§ **Work instruction**
Repeat all the records, precisely as given.

§ **Data supplied**
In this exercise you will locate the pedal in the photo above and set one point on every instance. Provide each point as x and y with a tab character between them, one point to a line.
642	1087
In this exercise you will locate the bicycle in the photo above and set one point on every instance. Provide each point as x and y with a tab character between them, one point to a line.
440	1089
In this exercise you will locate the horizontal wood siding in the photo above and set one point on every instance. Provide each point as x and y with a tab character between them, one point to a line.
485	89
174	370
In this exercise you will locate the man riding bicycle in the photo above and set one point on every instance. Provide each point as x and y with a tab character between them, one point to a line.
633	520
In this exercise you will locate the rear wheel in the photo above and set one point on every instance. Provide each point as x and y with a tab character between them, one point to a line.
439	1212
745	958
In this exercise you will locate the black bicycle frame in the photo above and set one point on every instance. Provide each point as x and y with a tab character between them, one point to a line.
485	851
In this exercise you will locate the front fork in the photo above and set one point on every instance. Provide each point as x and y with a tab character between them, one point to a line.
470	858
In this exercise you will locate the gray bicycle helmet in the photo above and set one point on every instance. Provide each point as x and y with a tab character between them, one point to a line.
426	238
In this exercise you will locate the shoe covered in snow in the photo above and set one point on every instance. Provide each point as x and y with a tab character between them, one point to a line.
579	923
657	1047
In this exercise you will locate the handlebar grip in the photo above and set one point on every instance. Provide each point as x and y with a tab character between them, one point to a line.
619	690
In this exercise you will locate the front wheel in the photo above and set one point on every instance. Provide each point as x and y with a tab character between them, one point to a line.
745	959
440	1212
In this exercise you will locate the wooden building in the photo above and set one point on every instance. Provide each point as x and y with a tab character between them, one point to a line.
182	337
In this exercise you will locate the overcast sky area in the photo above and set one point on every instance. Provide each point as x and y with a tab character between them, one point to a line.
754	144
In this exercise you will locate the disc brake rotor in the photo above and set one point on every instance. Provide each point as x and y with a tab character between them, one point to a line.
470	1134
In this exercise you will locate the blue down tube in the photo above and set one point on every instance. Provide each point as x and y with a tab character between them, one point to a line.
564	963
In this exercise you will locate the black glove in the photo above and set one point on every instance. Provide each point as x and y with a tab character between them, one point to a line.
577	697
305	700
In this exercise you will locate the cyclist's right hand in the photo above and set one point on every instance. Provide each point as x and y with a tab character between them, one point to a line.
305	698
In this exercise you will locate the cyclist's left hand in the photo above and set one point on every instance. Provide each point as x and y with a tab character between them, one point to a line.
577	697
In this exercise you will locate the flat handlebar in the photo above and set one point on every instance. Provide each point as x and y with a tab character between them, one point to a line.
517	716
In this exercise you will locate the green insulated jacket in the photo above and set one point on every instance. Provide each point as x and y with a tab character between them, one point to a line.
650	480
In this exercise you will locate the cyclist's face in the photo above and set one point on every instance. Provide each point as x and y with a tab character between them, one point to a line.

§ **Exercise output**
In this exercise you will locate the pedal in the photo above and set one point on every instance. Provide each point as x and y with a tab character between them, one point to a line.
642	1087
In this exercise you will locate the bicycle in the photo above and set one point on every instance. Provide each point as x and y with a tab character between them, one point to a line.
440	1089
In this exercise you will locate the horizontal wood siding in the photo above and set one point on every instance. Provide each point as x and y with a tab character between them, one point to a line.
485	89
174	370
In this exercise you will locate the man riding bicycle in the photo above and set one point on every instance. Provide each point as x and y with a tab character between them, one point to a line.
633	520
In this exercise you will locate the rear wheel in the photo above and set one point on every instance. Provide each point as x and y with a tab character between them, one point to a line.
439	1212
745	958
In this exercise you will locate the black bicycle frame in the photo above and set one point on every instance. Provide each point as x and y with a tab character between them, one point to a line.
485	851
In this exercise you will locate the front fork in the photo above and set one point on every instance. Provide each point as x and y with a tab character between them, one point to a line.
470	858
In this exercise you will locate the gray bicycle helmet in the photo above and set one point on every instance. Provide each point as x and y with a tab character between them, one point to a line.
426	238
In this exercise you will locate the shoe covered in snow in the photo above and set one point on every instance. Provide each point as x and y with a tab character between them, one point to a line.
579	923
657	1047
In this exercise you will locate the handlebar grip in the photo above and set one point on every instance. Provide each point as x and y with a tab character between them, one point to a line.
619	690
In this exercise you will locate the front wheel in the photo above and set one point on every instance. Provide each point as x and y with a tab character between them, one point to a line.
745	959
440	1212
In this exercise you will locate the wooden building in the photo above and set one point on every instance. Provide each point as x and y with a tab character between them, one point to a line.
182	337
In this exercise you will locate the overcast sky area in the photo above and set one point on every instance. Provide each point as x and y with a tab character between them, one point to a line.
754	144
In this exercise you will locate the disc brake rotor in the photo above and set one point on every instance. Provide each point as x and y with a tab character between them, one point to a line.
470	1134
In this exercise you will locate the blue down tube in the photo above and set one point on every instance. Provide each point as x and y with a tab character between them, one point to a line.
564	963
In this exercise you will locate the black glove in the photo above and set one point on every instance. Provide each point as x and y with a tab character between them, one point to a line.
577	697
305	700
In this exercise you will locate the cyclist's right hand in the photo above and set one point on every instance. Provide each point as x and y with a tab character between them, one point to a line.
305	698
In this exercise you will locate the cyclist's left hand in the photo above and set one point on every instance. Provide each point as x and y with a tab character between them, one point to a line.
577	697
In this exercise you will locate the flat handlebar in the photo above and set one point on every instance. Provide each point as x and y with a tab character between them, one point to a line.
517	716
In this exercise you will locate the green insulated jacket in the photo above and set one point on every instance. Provide each point as x and y with a tab character between them, one point to a line.
650	480
In this exercise you will locate the cyclist's face in the photo above and set one point on every instance. Provide each point as x and y with a tab character between them, one point to a line.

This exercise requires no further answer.